##### ПРЕДОСТАВЛЕННЫЙ ОТРЫВОК #####
Мария Матиос (г. Киев)

“У нас веселый процесс литературный”

Я с удивлением услышала здесь, что у некоторых наших коллег нет возможности знакомиться с тем, что происходит в российской литературе, в толстых журналах. В Украине, если ты хочешь получить эту информацию, ты имеешь возможность прочесть журналы и самые заметные, те, что у всех на устах, книги в библиотеке. И “Дружба народов” есть, и даже “Звезда Востока” — в Президентской библиотеке.

Мне кажется, что у нас в Украине немножко повеселее ситуация в литературе. Современный украинский литпроцесс вполне полноценен. У нас есть все — от самой низкой полки, попсы, как принято говорить, и до самой высокой — того, что принято называть интеллектуальной литературой, литературой для избранных. Но вот что очевидно, так это необходимость переводов.

Мое присутствие в эти дни в Москве связано не только с пребыванием на нашем форуме — у меня была презентация в центре “Мемориал” книги “Нация”, куда вошли повесть “Даруся сладкая” и рассказы. И я шокирована дважды. Эта книга вышла на русском языке, хотя там очень неоднозначная тематика, то, что принято называть национально-освободительными движениями: события в Украине, касающиеся
30-х—50-х годов прошедшего столетия. И то, как меня принимали, как приняли эту книгу все, кто уже познакомился с ней, для меня было, честно говоря, неожиданно. На фоне политической истерии, промывания мозгов, официозной трактовки украинских событий — в том числе исторических. Своей книгой я старалась создать тот образ Украины, который Россия — и не только Россия — не знает. Так я видела смысл этой книги. Это оценка событий через судьбы людей, прошедших через жернова истории, колесницу, которая топчется по судьбам. Неважно, положительные это герои или отрицательные. Есть люди, отстаивающие свое достоинство, свою честь и реагирующие на те ловушки, которые расставляет им время. Будь это испытание освободительным движением, глобализацией, расширением границ ЕС или НАТО, — это все ловушки для человека. И мне, как писателю, интересно исследовать поведение человека, которому угрожают эти капканы.

Чем мы можем быть интересны друг другу? Только своим своеобразием, непохожестью. Когда-то японскому писателю Кавабате присудили Нобелевскую премию с такой формулировкой: за писательское мастерство, с особой яркостью выражающее японский способ мышления. Именно это может каждую литературу сделать интересной для другой страны, для другого типа ментальности. Именно это интересно нам в Маркесе или в Орхане Памуке.

Наталья Игрунова: Вы сказали, что на Украине литература самых разных уровней представлена. В том числе — интеллектуальная. Кого вы имели в виду?

Мария Матиос: Имена? Пожалуйста. Вячеслав Медвидь, Евгений Пашковский. Это литература для избранных. Мало кто доплывает до середины этого Днепра. Языковые эксперименты — но при этом высокая энергетика. Но, мне кажется, они не переводимы. Олесь Ульяненко — это совсем другое. Дмитро, как ты считаешь?
#####
> _ВЫПОЛНИТЕ ЗАДАНИЕ_: Ответьте по отрывку выше: что вошло в книгу «Нация»?
##### СТРОКИ ДАННЫХ #####
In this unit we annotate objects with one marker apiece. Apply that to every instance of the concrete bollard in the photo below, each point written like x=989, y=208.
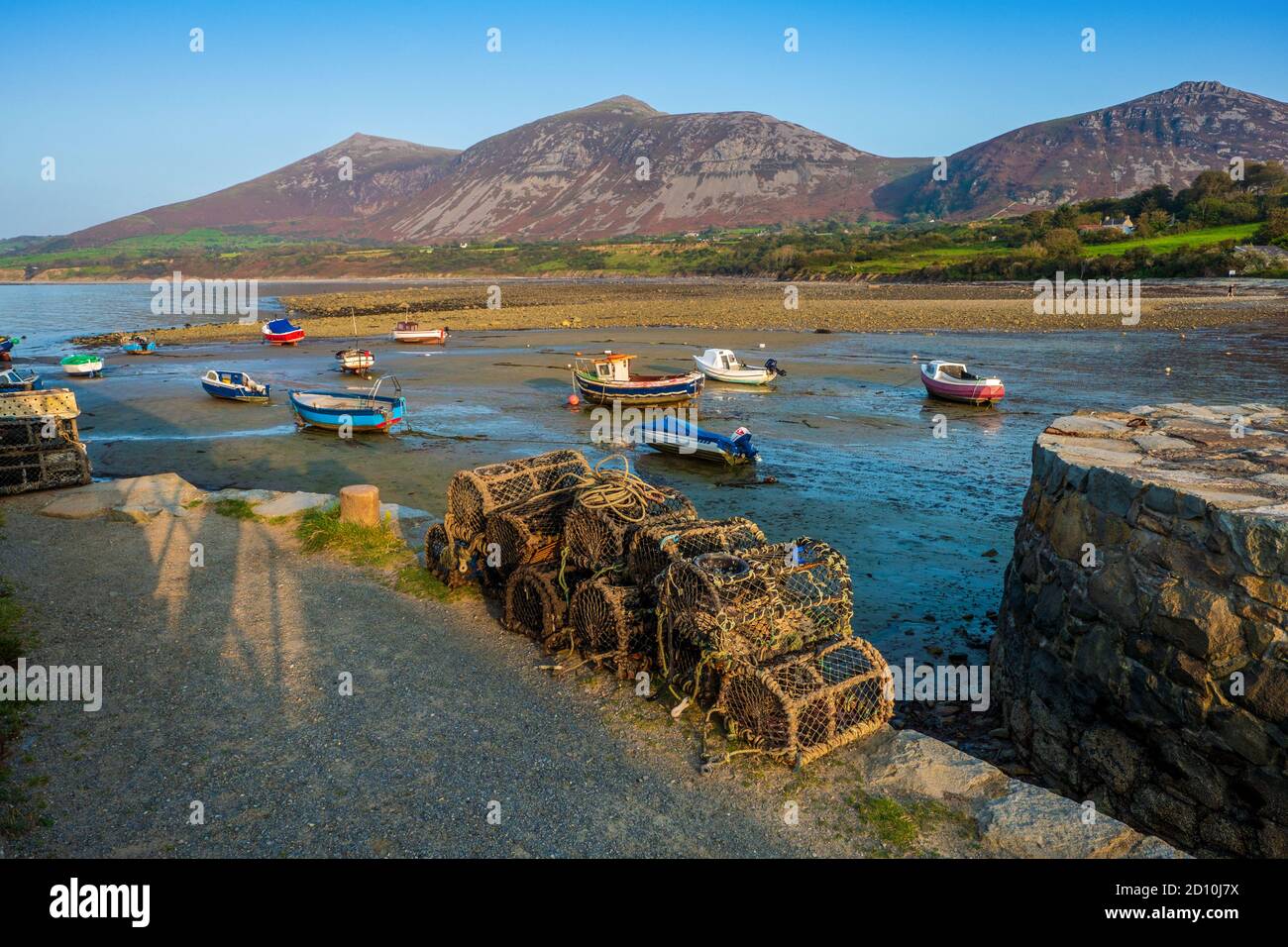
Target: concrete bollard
#####
> _ОТВЕТ НА ЗАДАНИЕ_: В книгу «Нация» вошли повесть «Даруся сладкая» и рассказы.